Problem statement - How many lines in the records below contain the string "green"? Reply with the number alone.

Exercise data -
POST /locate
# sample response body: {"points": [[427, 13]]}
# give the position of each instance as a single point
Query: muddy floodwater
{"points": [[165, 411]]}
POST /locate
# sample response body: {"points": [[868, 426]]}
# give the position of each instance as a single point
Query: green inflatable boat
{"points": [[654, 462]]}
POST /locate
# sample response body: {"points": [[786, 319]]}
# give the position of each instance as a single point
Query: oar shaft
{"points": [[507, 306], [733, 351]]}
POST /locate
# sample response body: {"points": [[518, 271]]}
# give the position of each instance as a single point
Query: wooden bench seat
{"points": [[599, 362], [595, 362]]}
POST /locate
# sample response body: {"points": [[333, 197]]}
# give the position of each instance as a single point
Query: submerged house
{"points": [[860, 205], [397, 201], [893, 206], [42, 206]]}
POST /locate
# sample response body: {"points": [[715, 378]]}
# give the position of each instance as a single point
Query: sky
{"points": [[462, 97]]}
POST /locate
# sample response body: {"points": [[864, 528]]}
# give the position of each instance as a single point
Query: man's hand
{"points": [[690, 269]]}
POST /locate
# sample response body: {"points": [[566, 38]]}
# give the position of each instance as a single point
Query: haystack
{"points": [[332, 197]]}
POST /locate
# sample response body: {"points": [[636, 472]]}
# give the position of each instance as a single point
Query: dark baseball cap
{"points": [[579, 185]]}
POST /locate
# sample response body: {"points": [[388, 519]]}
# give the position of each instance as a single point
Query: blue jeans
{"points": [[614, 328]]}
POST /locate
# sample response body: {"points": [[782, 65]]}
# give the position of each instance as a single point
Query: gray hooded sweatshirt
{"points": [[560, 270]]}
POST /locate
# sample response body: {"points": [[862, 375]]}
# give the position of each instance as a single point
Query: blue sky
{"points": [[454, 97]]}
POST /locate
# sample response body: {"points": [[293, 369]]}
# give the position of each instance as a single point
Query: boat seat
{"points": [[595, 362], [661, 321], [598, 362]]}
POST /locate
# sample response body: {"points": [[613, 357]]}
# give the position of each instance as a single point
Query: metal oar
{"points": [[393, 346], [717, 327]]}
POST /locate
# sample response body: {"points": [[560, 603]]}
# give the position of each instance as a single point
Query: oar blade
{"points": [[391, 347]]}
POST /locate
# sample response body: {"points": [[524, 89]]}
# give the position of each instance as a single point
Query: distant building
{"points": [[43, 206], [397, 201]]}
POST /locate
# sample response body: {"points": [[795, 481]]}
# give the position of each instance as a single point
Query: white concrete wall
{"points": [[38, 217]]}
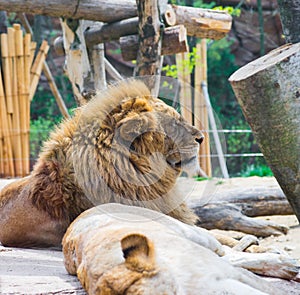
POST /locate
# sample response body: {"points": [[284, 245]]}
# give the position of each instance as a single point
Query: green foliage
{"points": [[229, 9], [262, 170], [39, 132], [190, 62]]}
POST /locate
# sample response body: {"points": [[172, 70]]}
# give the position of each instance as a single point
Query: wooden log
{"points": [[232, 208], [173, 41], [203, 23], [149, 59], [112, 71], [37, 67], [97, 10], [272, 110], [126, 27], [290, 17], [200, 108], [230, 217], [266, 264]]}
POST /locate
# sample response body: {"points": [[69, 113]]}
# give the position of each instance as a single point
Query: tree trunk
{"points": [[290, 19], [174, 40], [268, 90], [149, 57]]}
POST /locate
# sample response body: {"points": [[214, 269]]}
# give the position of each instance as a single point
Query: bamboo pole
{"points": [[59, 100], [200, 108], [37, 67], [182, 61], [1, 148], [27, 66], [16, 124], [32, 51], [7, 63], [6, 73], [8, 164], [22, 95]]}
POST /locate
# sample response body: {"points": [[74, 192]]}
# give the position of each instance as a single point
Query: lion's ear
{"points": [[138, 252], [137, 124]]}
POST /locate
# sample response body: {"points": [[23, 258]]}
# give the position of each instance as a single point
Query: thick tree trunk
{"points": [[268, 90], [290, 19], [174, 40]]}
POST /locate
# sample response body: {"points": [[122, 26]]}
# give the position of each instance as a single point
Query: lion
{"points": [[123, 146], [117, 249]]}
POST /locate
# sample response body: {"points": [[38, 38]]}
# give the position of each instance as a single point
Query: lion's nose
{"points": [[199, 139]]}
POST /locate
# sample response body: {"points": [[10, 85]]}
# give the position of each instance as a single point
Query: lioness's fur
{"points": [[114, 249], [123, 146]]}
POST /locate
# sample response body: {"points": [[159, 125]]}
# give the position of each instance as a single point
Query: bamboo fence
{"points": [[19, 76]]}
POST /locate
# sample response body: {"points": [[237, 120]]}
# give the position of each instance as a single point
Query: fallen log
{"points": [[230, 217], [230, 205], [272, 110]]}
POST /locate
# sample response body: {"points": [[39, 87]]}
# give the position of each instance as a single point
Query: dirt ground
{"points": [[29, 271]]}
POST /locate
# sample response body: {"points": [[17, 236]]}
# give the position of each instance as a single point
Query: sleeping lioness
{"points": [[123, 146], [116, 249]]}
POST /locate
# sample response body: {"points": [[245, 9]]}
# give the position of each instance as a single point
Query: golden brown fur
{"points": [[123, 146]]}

...

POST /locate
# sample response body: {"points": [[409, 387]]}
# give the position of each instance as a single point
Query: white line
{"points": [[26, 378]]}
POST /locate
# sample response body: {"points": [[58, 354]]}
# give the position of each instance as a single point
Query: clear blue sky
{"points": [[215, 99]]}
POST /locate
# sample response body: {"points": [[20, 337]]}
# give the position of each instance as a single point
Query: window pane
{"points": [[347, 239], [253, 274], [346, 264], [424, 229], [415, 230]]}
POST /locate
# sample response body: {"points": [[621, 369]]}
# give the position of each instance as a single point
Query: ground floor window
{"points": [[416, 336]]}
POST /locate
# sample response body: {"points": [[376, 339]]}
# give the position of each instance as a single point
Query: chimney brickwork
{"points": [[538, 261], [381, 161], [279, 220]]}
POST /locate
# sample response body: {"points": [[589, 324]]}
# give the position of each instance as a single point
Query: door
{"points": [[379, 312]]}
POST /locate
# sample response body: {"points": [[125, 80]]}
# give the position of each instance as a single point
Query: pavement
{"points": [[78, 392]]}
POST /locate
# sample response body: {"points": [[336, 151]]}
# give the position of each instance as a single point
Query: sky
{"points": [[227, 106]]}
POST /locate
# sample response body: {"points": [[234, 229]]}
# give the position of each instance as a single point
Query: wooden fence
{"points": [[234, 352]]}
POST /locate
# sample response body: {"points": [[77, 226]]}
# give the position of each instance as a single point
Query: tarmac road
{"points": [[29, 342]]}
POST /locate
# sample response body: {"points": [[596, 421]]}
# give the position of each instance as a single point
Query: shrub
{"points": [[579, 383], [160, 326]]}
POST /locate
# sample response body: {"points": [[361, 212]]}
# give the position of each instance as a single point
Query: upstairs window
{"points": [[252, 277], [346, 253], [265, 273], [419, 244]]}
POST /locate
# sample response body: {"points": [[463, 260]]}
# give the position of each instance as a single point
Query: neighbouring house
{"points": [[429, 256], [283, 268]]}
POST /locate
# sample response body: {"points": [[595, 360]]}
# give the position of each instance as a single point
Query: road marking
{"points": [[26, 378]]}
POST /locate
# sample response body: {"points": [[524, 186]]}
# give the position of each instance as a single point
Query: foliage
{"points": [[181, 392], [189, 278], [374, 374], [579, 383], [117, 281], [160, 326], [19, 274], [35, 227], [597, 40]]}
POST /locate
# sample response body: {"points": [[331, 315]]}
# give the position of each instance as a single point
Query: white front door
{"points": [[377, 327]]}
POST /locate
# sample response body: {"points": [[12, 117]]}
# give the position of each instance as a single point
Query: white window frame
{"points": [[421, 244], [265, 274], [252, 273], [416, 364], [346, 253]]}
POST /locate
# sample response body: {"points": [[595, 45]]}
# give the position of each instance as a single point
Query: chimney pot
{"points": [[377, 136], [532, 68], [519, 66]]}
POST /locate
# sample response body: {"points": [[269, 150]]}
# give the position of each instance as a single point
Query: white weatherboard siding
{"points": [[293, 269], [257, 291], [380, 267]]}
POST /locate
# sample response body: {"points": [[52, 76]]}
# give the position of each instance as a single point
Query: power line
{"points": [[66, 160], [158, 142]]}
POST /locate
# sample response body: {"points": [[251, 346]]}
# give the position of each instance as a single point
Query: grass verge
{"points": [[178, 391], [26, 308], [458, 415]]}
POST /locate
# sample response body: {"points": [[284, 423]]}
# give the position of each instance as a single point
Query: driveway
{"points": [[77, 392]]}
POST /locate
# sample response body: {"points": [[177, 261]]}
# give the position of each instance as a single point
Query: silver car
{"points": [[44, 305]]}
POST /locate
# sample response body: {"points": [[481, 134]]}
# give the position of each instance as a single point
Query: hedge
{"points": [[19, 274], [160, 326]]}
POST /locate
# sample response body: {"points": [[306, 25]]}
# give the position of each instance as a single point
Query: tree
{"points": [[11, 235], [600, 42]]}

Result of the task - 2